OK so he wasn’t perfect … If you were a guy and had long hair you kinda had to earn his respect but I think that is because he went bald at an early age. 

He loved animals.  He finished school at grade 8 but if he went on in school he always wanted to be a veterinarian.  And he would have been a damn good one too.  When we were on the farm we were not allowed to eat until the animals had been fed because they depended on us.

He was a good neighbour.  Always ready to help out.  I remember many times him heading up to Gord and Tency Irvin’s to fix something in the barn for them.

He was a good friend to many and that was important to him. Many times he turned down the role of a foreman at the car plant where he worked because that would affect his relationship with his co-workers – many who were his friends.  Friendship to him was certainly more important than money. 

Dad looked at life very simply.  He thought if you had a house, you had a car – what more material things could you want.  As far as he was concerned that’s all you need.

And of course Dad was a family man.

 He was a great brother.  I know his brothers and sisters of which there were many, meant a lot to him.  Aunt Nel, Aunt Bet, Uncle Nibs I know you truly meant a great deal to Dad and he loved you all very much.

He was a great husband and I remember Mom saying if I was half the husband my dad was I’d be doing well.  I’ve been married twice so I figure I am close.

I don’t think he could have been a better father-in-law to my wife.  She would have to answer that one.  Always supportive, always there.  He loved you so much.

A great father and I learned so much from him.  Certainly we know if we needed anything he was there.  In fact whenever we saw him, his parting words were always “Do you need anything?”.

One of his greatest passions was his grand children.  He’d often say that’s what I live for.  He was so proud of all of you.  He was very excited that Cassandra and Barbara were off to University this September.

We were lucky enough to have lived close by for the past 2 years and it was great to see the relationship with our girls and their grandfather grow.

_DATA FOR ANALYSIS_:
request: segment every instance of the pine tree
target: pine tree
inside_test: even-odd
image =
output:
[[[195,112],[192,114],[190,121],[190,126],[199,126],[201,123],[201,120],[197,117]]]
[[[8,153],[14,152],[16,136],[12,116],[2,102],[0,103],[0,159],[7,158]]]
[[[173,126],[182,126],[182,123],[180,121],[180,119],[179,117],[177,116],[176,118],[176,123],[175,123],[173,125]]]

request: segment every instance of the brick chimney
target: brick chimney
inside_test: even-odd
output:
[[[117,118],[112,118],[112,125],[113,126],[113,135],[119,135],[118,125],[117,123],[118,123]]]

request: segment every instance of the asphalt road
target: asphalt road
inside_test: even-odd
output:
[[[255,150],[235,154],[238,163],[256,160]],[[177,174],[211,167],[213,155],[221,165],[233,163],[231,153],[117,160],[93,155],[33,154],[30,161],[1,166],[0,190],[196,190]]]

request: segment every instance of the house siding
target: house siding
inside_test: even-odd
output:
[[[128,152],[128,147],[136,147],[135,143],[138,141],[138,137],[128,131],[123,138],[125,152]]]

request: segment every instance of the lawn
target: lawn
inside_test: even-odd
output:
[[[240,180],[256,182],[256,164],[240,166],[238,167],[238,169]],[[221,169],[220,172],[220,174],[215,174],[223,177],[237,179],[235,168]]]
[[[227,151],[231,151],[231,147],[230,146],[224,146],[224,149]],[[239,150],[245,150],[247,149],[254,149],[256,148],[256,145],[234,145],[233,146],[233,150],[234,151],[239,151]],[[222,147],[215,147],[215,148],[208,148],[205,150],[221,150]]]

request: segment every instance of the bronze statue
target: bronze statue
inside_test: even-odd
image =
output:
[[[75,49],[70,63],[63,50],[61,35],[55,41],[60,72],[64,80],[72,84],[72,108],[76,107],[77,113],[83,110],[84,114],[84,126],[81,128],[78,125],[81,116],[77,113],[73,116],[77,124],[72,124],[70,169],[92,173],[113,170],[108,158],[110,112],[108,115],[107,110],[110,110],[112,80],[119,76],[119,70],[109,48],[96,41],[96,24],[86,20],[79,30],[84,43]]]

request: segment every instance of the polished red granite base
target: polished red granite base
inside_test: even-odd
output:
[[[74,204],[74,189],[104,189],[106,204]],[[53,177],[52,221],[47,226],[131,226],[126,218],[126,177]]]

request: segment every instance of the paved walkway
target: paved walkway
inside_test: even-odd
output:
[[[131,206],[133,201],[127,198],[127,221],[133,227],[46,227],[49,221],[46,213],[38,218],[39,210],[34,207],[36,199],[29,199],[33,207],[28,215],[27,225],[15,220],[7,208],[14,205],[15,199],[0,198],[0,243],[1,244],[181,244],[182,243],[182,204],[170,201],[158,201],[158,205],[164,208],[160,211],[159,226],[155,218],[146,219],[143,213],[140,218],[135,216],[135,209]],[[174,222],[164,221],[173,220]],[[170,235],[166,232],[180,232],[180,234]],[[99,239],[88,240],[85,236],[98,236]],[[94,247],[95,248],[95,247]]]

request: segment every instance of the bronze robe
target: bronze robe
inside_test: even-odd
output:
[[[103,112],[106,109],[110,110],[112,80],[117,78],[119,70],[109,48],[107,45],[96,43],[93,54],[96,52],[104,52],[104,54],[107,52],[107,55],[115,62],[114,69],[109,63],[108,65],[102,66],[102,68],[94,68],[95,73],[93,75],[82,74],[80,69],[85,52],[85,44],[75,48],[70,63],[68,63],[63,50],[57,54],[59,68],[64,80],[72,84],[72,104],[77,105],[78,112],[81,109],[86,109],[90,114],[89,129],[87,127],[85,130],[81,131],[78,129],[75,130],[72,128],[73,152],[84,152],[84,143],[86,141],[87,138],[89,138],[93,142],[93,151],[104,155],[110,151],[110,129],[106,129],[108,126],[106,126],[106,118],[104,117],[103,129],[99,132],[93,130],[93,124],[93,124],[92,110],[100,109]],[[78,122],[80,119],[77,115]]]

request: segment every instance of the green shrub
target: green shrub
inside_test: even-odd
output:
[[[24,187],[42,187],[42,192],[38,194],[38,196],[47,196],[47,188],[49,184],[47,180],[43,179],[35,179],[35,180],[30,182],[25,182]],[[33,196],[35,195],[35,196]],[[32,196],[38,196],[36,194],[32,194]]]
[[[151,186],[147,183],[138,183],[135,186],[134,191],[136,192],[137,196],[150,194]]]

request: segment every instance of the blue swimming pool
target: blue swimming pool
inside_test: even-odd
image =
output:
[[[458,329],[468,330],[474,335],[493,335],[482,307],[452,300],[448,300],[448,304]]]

_WORK INSTRUCTIONS_: Quote the full piece about Dad, word for word.

_RESULT_:
OK so he wasn’t perfect … If you were a guy and had long hair you kinda had to earn his respect but I think that is because he went bald at an early age. 

He loved animals.  He finished school at grade 8 but if he went on in school he always wanted to be a veterinarian.  And he would have been a damn good one too.  When we were on the farm we were not allowed to eat until the animals had been fed because they depended on us.

He was a good neighbour.  Always ready to help out.  I remember many times him heading up to Gord and Tency Irvin’s to fix something in the barn for them.

He was a good friend to many and that was important to him. Many times he turned down the role of a foreman at the car plant where he worked because that would affect his relationship with his co-workers – many who were his friends.  Friendship to him was certainly more important than money. 

Dad looked at life very simply.  He thought if you had a house, you had a car – what more material things could you want.  As far as he was concerned that’s all you need.

And of course Dad was a family man.

 He was a great brother.  I know his brothers and sisters of which there were many, meant a lot to him.  Aunt Nel, Aunt Bet, Uncle Nibs I know you truly meant a great deal to Dad and he loved you all very much.

He was a great husband and I remember Mom saying if I was half the husband my dad was I’d be doing well.  I’ve been married twice so I figure I am close.

I don’t think he could have been a better father-in-law to my wife.  She would have to answer that one.  Always supportive, always there.  He loved you so much.

A great father and I learned so much from him.  Certainly we know if we needed anything he was there.  In fact whenever we saw him, his parting words were always “Do you need anything?”.

One of his greatest passions was his grand children.  He’d often say that’s what I live for.  He was so proud of all of you.  He was very excited that Cassandra and Barbara were off to University this September.

We were lucky enough to have lived close by for the past 2 years and it was great to see the relationship with our girls and their grandfather grow.